SOURCE TEXT ->
What pathway did you take to get there?

My path to study and work in horticulture was accidental. I dropped out of an Engineering degree as I realised it wasn’t right for me and went along with my boyfriend to a pre-apprenticeship gardening course at a barely-opened CERES Community Environment Park in Lee Street, Brunswick. On the second day, I had an epiphany that this was what I was meant to do with my life. It was quite profound. This led me to seek out a gardening apprenticeship, which I managed to get at Royal Melbourne Zoological Gardens. From there I went to Burnley Horticultural College (now Melbourne Uni), began working for myself, and have continued to do so to this day.

What obstacles did you encounter along the way?

Ha! At my first couple of interviews for gardening positions I was turned down when I got there as I was a woman! This was before affirmative action was a thing. Luckily for me, this came into legislation at that time, and my apprenticeship at the Zoo was funded through an affirmative action program. Over the years I had many clients ask to speak to my husband when they called to arrange a quote. I used to love telling them that he could sell them some carpets but not help with their garden! They were very confused…After a good 15-20 years of this, things changed and I rarely if ever have a sexist reaction from people now.

Who were your mentors?

My teachers at CERES were wonderful, teaching us permaculture principles and sustainable gardening practices at a time when these were not well known. Many of the gardeners at the Zoo like John Arnott (now manages Cranbourne) were wonderfully supportive of me and taught me things I still remember and teach others, such as always using tools on both sides of your body to stay balanced. Other mentors have been my neighbours and community gardeners over the years in the northern suburbs of Melbourne, who have taught me so much about how to grow and use a range of herbs, vegetables and fruits. I also count all the authors I have read over the years. In recent years, Penny Woodward has been my writing mentor, without whom I never would have co-written ‘Tomato – Know, Sow, Grow, Feast’ and she still helps me in my writing for Organic Gardener magazine.

DATASET CONTENT ->
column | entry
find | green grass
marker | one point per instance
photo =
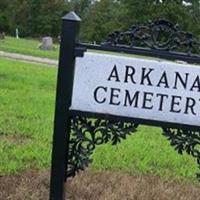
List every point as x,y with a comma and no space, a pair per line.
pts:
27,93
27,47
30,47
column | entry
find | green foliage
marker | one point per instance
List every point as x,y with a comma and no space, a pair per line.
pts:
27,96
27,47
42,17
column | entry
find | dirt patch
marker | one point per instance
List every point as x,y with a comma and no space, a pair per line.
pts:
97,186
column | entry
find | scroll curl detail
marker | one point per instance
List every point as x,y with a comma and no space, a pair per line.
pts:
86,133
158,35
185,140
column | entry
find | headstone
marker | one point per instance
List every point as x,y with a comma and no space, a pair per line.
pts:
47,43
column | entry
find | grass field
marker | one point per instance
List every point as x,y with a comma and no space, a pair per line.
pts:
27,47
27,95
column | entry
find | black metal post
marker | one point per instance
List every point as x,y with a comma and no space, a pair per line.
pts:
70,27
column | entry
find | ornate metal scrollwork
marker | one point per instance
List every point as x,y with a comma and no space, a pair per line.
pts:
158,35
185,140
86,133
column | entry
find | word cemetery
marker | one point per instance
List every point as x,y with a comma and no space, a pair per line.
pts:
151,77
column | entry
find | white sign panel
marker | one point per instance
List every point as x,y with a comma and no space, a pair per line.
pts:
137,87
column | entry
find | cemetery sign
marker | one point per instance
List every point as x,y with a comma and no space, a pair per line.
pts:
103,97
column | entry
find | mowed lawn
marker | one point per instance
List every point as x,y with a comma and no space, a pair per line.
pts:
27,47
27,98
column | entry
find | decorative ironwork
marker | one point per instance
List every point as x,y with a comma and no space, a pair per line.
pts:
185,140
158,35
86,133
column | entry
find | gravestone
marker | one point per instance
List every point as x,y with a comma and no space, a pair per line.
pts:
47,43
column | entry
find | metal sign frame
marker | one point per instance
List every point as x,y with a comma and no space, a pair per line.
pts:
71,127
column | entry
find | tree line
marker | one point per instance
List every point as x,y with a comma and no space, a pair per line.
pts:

WHAT TO DO -> Return the passage of the horticulture interview starting at "What obstacles did" and ending at "from people now.", copied word for word.

RIGHT ANSWER ->
What obstacles did you encounter along the way?

Ha! At my first couple of interviews for gardening positions I was turned down when I got there as I was a woman! This was before affirmative action was a thing. Luckily for me, this came into legislation at that time, and my apprenticeship at the Zoo was funded through an affirmative action program. Over the years I had many clients ask to speak to my husband when they called to arrange a quote. I used to love telling them that he could sell them some carpets but not help with their garden! They were very confused…After a good 15-20 years of this, things changed and I rarely if ever have a sexist reaction from people now.